How many lines of the records below contain the string "then", with case counting? Give only the number.

Segment Open

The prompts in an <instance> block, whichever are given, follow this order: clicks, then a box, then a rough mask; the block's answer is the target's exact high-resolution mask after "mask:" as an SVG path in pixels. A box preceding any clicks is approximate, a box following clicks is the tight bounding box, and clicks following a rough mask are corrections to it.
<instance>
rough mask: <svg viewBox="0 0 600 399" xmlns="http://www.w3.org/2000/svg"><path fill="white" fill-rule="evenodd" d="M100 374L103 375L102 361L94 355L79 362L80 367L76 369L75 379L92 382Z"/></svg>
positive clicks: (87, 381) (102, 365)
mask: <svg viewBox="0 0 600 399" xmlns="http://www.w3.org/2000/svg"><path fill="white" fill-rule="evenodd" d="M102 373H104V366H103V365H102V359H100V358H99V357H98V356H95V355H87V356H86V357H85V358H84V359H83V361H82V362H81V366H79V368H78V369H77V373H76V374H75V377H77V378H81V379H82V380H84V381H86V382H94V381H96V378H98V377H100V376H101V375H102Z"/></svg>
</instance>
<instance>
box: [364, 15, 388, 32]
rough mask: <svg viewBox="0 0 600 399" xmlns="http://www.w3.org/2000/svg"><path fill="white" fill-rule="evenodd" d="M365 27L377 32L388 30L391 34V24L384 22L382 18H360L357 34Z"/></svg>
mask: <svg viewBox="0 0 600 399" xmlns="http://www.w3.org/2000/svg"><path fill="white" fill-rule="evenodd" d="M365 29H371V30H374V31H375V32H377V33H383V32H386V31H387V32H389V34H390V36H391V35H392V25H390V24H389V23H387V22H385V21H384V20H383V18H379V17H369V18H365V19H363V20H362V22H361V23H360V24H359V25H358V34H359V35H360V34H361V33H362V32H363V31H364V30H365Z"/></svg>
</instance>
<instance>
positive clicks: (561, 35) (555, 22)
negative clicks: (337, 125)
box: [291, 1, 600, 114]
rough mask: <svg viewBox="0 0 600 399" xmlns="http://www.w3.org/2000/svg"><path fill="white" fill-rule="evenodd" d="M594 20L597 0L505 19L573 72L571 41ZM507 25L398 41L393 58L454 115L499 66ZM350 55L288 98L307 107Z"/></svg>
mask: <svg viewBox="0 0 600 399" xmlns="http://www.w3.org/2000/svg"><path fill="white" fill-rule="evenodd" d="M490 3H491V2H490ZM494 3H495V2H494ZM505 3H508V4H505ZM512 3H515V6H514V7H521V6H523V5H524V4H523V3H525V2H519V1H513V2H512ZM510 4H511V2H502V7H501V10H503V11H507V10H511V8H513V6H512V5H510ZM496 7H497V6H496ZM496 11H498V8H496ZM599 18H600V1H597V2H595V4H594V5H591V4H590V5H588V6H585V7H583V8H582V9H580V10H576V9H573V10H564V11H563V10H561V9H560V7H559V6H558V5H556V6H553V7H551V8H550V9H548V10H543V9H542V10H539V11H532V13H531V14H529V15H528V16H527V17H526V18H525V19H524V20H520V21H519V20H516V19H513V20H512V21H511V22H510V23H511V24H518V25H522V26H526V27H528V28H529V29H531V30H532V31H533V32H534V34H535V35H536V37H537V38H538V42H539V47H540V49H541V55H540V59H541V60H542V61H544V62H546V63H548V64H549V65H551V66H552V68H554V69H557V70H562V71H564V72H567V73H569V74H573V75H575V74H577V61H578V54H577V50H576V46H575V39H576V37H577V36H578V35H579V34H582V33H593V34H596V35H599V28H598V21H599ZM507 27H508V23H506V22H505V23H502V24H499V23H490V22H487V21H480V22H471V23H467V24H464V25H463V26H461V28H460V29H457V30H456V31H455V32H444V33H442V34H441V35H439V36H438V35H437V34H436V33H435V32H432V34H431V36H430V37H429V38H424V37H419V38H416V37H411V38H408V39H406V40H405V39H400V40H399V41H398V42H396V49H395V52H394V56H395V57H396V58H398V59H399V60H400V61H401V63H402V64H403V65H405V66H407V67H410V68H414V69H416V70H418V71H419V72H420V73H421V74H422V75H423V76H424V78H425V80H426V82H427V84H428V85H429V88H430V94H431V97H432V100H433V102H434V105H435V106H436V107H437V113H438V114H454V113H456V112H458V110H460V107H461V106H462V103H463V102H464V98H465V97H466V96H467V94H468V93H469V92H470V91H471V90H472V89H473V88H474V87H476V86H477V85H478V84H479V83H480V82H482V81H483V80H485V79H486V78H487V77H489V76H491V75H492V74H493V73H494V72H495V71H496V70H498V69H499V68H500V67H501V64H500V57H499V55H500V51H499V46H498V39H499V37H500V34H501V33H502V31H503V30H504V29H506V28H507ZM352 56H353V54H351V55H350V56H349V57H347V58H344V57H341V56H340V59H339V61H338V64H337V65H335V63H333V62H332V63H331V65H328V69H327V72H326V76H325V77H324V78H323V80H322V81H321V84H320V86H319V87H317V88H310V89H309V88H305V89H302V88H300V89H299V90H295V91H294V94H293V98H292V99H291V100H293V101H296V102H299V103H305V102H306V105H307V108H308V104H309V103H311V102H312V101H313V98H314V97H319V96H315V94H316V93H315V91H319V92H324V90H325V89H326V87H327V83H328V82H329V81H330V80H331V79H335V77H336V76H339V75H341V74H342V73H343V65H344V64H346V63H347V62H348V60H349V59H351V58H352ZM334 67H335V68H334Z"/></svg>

Segment Closed
Segment Open

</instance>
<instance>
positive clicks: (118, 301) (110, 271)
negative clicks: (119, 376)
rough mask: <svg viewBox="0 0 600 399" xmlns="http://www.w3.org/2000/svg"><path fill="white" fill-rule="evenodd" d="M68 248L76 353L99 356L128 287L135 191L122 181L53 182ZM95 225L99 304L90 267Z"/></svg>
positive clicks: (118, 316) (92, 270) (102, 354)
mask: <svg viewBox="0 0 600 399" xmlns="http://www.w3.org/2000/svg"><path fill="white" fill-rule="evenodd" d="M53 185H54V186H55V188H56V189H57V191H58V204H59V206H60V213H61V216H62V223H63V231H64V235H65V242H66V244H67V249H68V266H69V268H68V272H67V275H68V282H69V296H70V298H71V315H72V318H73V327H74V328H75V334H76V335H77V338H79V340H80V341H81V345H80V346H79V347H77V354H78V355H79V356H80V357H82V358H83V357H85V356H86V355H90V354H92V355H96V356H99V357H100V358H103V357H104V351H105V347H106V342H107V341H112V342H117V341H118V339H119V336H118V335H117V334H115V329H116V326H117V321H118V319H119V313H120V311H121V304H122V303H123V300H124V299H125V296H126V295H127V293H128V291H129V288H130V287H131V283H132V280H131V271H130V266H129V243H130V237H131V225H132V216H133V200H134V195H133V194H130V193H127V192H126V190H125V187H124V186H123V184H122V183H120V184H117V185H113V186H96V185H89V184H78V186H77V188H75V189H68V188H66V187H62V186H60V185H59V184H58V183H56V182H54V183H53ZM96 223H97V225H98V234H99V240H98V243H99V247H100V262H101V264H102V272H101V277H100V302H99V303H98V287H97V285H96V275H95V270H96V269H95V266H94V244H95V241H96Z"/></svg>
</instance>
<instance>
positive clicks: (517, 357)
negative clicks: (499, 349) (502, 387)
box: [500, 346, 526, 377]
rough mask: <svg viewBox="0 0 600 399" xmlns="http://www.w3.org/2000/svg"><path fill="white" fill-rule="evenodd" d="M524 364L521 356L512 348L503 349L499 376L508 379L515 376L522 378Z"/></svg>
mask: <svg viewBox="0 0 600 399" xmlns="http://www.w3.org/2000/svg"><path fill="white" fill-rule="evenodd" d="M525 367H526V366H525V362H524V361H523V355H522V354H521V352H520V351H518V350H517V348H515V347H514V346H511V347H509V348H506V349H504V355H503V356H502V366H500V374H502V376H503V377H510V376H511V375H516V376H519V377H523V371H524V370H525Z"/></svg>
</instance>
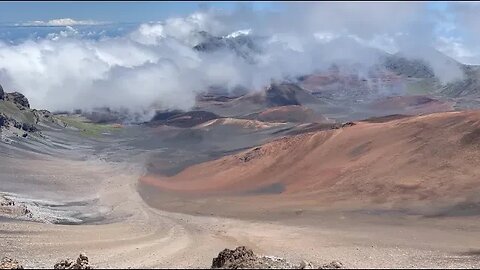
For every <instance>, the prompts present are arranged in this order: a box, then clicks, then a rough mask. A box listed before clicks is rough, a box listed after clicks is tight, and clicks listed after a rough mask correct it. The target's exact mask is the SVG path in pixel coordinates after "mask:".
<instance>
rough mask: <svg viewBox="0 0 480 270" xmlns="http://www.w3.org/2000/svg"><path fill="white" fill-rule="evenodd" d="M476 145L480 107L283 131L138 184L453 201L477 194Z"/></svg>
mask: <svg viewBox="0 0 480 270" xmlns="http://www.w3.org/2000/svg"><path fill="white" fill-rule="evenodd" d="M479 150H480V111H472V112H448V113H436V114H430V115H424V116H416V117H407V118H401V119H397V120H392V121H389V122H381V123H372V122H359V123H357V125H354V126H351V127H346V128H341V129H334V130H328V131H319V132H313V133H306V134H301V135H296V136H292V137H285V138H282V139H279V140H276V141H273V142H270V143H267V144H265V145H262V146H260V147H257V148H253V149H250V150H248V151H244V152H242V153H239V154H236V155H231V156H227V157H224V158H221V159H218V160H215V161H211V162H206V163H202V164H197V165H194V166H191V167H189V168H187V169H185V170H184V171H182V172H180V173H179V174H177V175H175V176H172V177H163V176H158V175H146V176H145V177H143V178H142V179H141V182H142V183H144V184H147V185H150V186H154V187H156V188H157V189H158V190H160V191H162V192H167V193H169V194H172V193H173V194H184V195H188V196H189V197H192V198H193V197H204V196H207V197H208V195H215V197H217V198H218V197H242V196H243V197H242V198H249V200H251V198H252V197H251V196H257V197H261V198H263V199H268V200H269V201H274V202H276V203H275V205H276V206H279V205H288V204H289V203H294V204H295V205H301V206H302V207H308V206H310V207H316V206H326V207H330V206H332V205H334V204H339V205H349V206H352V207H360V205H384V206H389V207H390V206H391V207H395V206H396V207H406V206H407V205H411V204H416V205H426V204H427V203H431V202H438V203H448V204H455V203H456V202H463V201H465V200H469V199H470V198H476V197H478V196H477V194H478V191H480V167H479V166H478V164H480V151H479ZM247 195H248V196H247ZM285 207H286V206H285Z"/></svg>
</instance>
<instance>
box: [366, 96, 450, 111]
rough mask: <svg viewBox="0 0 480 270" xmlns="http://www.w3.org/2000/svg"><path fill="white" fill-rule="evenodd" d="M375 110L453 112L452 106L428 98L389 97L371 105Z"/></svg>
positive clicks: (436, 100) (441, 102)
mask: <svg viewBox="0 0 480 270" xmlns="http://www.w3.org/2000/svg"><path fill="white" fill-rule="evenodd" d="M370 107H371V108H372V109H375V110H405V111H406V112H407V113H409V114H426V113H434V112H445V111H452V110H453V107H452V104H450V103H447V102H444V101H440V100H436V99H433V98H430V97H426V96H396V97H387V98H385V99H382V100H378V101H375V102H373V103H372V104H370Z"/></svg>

Segment Closed
Segment Open

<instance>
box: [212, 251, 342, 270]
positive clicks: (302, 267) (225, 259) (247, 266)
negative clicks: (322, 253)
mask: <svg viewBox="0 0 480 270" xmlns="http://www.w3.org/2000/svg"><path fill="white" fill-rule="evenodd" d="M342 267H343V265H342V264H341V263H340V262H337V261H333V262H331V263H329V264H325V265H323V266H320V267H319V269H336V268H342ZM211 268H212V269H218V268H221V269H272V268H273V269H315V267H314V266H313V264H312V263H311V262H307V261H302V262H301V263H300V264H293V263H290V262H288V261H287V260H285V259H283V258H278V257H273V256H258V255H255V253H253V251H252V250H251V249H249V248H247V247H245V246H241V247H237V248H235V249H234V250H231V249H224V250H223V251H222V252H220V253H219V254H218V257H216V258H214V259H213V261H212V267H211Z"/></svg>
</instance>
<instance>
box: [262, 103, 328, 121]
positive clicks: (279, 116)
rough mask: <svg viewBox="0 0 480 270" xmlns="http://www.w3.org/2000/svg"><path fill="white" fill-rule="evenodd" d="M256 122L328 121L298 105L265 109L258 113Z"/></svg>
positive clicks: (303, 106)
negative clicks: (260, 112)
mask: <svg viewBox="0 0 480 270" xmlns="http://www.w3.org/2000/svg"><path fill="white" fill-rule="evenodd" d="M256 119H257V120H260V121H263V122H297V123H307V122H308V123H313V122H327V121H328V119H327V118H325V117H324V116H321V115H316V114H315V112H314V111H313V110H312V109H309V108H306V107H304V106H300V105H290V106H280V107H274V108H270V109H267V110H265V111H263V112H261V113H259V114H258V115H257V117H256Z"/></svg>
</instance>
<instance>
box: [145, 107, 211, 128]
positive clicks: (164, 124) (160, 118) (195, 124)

Segment Closed

SOLUTION TO THIS TASK —
2